TASK TO COMPLETE: Edit the entries from the line with "glass bowl is?" to the line with "[0,0,768,927]" by changing "tomato skin" to "tomato peel". Reproduce those lines with nothing else altered.

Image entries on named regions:
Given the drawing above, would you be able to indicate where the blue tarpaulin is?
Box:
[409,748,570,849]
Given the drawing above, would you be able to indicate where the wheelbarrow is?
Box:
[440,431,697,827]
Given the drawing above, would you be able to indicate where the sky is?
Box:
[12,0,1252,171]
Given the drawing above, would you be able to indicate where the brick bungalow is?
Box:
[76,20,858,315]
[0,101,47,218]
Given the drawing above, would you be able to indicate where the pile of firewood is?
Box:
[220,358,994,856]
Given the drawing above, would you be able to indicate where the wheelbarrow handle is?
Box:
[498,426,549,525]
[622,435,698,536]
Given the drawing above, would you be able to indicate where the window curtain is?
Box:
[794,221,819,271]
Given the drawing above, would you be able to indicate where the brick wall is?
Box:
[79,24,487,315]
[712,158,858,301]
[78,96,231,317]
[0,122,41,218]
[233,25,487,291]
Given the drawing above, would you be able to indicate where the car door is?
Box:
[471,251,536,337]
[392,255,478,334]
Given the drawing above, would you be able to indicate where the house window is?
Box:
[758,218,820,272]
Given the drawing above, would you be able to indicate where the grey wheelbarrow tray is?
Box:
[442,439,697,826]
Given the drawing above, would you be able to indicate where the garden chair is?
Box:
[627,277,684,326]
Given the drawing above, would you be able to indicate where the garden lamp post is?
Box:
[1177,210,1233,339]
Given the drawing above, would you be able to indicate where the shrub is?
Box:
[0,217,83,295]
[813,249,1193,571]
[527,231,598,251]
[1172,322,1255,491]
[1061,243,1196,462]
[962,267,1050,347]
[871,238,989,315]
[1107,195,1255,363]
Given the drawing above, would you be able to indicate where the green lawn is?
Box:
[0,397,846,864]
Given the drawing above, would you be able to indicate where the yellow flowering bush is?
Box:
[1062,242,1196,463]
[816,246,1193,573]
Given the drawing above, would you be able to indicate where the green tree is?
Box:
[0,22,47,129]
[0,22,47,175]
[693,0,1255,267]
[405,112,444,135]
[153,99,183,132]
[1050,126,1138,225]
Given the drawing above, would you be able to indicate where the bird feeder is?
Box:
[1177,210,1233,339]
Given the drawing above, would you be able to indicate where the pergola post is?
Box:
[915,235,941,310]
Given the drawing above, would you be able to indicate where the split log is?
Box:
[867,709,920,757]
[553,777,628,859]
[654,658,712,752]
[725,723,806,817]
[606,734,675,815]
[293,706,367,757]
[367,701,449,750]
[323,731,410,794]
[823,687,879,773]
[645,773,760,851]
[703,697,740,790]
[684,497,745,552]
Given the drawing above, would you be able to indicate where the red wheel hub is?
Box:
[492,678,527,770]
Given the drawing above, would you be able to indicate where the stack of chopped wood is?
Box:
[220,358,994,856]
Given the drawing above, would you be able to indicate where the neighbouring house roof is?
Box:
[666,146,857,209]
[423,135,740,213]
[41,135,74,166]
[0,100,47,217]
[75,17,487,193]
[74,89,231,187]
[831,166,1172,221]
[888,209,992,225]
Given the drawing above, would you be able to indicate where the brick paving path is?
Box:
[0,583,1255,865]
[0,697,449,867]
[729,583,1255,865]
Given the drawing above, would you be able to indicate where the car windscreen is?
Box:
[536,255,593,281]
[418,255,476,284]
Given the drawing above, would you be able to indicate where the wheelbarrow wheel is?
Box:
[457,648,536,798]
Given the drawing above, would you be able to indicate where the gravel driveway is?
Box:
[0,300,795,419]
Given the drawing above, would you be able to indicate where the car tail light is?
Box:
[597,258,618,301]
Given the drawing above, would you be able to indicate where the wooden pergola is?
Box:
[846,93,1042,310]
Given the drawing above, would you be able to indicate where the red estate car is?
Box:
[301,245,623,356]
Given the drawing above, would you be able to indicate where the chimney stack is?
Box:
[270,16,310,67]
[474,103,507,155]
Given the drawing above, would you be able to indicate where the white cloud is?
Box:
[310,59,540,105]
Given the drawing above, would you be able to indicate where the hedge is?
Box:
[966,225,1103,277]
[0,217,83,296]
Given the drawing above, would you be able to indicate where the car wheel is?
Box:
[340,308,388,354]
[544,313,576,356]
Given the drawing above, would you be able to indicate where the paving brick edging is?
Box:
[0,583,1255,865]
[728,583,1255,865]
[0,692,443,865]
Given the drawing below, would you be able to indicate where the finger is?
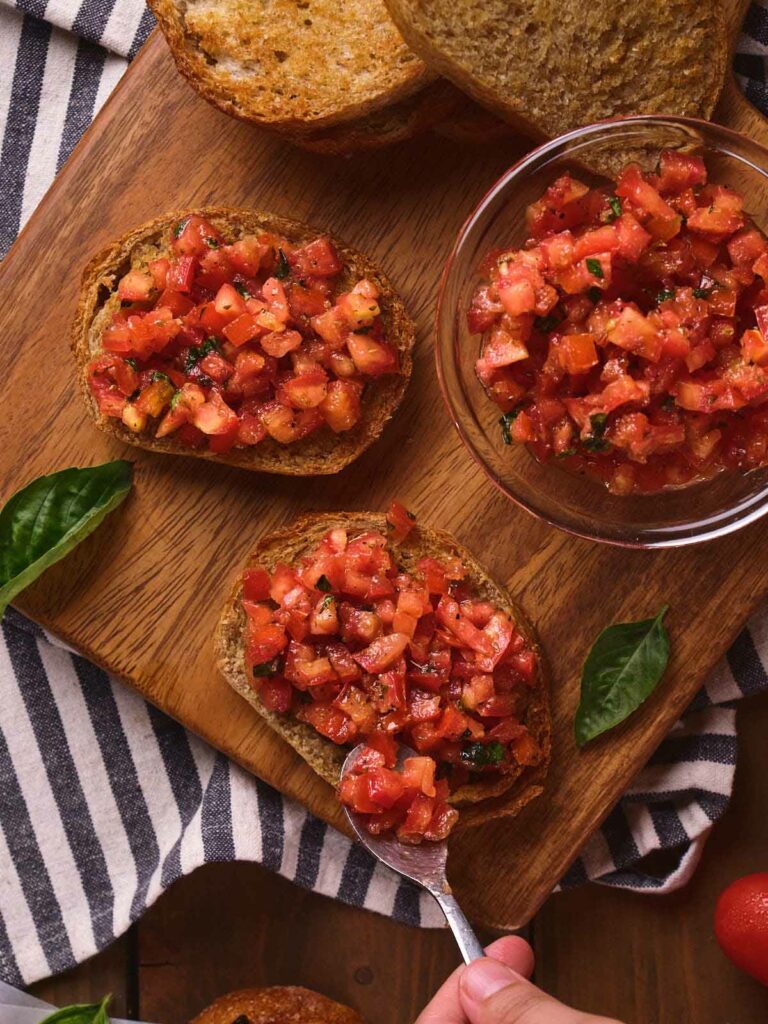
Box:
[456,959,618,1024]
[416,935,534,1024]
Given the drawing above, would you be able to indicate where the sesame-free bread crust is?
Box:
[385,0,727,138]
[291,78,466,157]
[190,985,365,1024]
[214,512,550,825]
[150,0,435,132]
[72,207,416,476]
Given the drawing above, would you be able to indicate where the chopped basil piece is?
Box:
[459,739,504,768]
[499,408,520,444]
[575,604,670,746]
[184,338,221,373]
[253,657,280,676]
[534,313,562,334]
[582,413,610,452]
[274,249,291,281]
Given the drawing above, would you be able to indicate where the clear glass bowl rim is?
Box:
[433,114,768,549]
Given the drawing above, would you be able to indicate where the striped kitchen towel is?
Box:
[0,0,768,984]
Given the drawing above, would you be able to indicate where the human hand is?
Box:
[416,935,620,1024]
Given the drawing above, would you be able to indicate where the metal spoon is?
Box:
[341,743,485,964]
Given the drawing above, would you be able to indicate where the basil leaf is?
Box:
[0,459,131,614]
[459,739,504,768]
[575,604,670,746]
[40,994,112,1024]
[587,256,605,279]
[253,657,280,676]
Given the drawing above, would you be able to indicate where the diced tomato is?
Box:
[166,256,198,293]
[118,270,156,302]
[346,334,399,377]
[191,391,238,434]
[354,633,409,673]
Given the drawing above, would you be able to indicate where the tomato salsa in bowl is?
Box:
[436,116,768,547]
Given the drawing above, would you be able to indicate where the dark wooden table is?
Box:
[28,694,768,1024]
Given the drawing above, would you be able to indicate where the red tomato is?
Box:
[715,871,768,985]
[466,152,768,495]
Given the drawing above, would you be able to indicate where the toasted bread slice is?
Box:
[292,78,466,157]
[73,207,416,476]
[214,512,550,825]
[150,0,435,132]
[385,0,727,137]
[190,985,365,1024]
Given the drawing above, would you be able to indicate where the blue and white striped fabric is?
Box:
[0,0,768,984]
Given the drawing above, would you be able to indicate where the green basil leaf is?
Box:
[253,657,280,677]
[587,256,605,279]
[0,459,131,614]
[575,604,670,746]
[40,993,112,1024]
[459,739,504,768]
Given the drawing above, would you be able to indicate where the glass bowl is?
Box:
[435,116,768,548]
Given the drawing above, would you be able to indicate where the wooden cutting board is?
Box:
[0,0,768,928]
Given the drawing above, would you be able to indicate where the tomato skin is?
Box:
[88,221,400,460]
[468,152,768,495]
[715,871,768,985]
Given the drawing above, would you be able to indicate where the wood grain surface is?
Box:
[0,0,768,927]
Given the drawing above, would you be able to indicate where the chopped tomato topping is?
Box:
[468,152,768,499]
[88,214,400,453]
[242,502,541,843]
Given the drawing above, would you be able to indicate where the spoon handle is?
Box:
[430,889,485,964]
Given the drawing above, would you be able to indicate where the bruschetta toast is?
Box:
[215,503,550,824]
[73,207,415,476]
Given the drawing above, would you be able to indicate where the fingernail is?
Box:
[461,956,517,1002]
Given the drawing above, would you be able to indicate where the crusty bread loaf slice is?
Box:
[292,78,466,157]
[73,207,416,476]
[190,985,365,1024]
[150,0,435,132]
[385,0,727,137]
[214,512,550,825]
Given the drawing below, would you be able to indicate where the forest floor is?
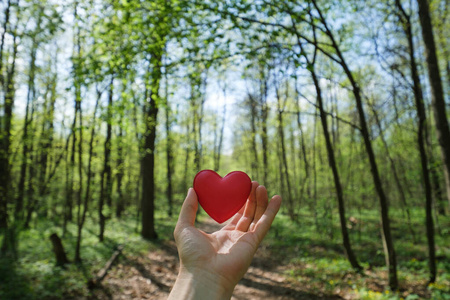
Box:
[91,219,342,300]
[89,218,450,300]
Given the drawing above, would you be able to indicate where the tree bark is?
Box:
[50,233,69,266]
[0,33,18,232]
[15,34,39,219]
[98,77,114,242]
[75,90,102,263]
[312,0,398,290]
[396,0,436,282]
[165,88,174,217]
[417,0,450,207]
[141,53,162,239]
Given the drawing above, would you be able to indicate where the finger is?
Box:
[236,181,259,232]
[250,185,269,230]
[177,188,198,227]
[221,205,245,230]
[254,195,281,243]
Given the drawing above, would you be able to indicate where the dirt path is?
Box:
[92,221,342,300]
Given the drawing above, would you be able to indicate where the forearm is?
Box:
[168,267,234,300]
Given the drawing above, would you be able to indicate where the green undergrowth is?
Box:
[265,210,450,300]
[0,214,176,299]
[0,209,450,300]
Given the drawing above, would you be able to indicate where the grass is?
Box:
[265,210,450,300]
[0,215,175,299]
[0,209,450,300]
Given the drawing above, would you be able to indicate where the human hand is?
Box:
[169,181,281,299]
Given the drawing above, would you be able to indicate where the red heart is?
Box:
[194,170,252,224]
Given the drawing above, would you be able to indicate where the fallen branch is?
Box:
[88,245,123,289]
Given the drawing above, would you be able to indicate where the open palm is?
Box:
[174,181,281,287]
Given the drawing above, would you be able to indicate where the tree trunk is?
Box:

---

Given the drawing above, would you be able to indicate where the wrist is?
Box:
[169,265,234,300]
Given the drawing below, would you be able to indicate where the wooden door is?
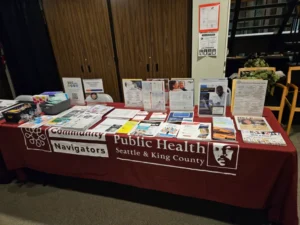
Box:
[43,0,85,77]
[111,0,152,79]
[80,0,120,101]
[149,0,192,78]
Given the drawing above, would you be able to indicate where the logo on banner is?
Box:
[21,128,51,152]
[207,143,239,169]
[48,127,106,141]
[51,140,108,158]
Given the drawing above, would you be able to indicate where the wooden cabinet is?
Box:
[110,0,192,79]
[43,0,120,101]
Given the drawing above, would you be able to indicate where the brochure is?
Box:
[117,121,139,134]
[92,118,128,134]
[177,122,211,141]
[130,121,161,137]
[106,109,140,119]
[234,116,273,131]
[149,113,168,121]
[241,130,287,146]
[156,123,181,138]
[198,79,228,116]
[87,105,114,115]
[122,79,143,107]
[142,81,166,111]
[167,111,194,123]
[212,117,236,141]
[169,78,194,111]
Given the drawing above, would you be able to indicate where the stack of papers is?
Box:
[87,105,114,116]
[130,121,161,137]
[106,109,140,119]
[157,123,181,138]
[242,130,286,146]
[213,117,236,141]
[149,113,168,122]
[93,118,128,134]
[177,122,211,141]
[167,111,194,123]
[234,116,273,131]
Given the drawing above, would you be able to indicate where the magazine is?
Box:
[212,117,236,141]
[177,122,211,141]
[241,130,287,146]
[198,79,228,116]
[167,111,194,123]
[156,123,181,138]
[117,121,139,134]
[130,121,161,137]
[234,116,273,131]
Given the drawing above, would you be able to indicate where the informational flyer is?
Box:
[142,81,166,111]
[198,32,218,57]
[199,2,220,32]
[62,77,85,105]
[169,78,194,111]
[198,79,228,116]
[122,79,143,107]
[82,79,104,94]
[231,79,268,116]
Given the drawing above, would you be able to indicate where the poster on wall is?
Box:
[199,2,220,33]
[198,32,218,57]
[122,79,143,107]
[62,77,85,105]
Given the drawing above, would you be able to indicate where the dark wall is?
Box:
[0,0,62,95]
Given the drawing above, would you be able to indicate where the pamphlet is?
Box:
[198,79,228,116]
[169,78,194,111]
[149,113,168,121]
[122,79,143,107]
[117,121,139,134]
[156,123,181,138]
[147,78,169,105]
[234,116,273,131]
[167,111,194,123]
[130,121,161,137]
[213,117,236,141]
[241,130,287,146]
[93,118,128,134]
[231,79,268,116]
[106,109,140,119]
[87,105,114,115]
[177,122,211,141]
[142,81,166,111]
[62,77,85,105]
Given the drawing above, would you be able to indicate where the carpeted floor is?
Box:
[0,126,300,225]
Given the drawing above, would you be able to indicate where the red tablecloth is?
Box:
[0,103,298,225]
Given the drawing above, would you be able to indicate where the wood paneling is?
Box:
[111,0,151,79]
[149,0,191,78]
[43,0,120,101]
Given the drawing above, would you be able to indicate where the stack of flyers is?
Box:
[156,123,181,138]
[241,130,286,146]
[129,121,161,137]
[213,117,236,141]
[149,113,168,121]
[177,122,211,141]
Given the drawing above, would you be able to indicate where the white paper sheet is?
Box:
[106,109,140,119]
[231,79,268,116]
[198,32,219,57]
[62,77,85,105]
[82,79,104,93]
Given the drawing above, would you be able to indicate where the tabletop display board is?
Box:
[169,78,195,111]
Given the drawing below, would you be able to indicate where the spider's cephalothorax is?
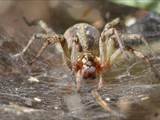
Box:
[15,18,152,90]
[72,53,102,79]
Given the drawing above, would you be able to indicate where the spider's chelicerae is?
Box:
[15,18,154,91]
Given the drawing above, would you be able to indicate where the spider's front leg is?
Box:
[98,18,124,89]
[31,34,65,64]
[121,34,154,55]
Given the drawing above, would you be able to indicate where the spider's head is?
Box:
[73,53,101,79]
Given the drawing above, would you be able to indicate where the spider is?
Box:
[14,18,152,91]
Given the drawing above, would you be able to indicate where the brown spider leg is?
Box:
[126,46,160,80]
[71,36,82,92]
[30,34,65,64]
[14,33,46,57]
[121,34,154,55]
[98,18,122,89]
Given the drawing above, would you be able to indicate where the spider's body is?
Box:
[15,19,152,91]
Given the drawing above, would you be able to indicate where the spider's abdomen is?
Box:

...

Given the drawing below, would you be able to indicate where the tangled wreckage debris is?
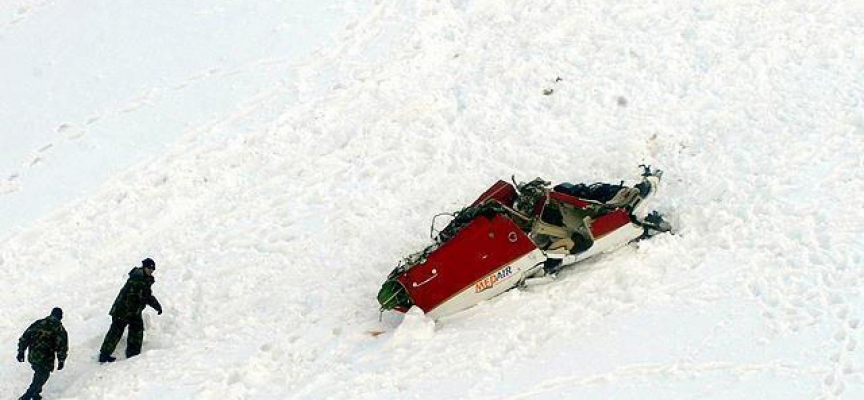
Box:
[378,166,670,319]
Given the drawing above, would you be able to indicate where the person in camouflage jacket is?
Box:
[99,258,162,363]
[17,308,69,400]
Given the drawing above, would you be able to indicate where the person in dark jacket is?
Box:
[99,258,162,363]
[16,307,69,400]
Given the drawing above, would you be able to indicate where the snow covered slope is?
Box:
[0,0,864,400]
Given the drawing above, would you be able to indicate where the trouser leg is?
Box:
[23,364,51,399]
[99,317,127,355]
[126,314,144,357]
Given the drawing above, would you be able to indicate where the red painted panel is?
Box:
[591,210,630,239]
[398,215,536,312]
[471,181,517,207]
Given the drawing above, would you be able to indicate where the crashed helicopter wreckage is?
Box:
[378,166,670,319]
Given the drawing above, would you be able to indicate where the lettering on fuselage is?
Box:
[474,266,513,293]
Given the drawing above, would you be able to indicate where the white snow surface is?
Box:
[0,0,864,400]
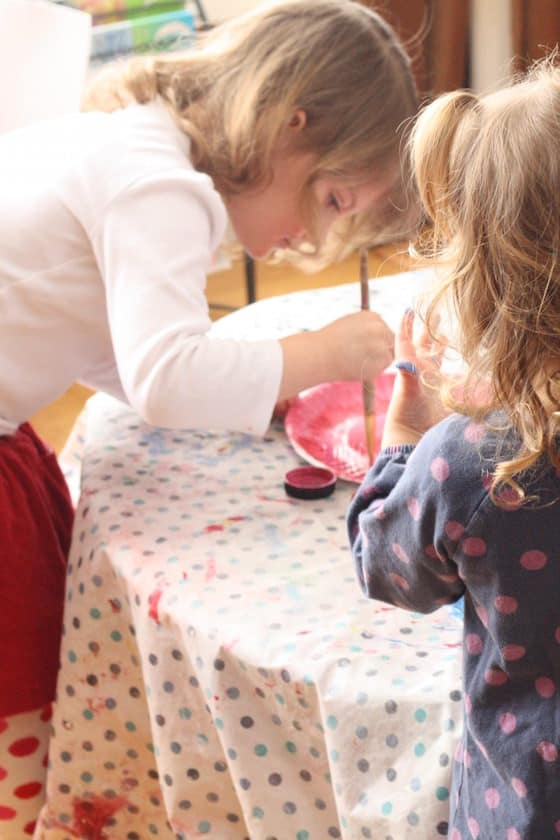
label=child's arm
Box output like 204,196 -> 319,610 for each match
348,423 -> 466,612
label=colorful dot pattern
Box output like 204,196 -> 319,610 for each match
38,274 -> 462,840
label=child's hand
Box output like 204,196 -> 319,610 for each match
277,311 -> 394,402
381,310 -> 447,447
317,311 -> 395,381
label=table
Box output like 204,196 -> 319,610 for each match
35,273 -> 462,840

COMPLETE RESPONSE:
Given the drawing above, would you be able to indicate where the glass bowl is?
Box:
[435,116,768,548]
Given the drawing above, would you be able to indicate where the wooden cutting board is?
Box:
[0,0,768,928]
Given the drawing above, would you be able to indicate where the tomato peel is?
Box:
[88,221,400,460]
[468,152,768,495]
[715,871,768,985]
Given the drawing above, would you be able to indicate where the wood grain surface is?
Box:
[0,0,768,927]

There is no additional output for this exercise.